Exercise directions ▸ Below are some records; work out how many of their lines contain "grass" and give the number only.

Data shown ▸
┄┄┄┄┄┄

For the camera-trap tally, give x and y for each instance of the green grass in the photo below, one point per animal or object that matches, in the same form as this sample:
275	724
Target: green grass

┄┄┄┄┄┄

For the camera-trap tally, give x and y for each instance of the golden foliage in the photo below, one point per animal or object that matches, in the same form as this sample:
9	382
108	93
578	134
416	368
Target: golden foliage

┄┄┄┄┄┄

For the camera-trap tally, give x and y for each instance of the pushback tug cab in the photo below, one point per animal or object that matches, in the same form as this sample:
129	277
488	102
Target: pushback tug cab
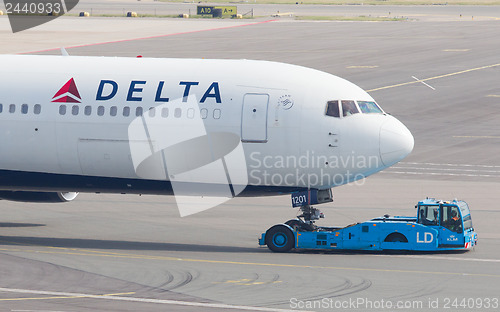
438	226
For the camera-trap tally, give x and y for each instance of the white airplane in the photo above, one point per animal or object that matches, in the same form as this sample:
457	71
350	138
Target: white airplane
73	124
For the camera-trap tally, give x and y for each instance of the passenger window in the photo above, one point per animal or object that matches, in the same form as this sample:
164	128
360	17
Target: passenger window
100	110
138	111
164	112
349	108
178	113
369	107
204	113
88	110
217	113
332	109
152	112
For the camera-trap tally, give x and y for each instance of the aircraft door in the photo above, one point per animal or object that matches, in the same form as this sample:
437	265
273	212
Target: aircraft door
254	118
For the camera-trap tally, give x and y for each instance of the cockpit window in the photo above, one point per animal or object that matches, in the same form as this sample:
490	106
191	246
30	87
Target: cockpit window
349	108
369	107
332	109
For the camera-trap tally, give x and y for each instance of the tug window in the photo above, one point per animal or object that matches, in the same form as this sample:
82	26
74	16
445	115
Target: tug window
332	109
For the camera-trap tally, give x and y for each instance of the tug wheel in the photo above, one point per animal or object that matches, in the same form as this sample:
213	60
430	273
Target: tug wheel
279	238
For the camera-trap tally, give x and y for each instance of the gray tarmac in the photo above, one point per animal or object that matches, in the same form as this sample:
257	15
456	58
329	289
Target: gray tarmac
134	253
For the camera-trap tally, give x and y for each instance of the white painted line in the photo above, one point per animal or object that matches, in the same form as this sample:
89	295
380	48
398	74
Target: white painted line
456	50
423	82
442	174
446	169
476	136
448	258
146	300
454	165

┄┄┄┄┄┄

Your solution ▸ 2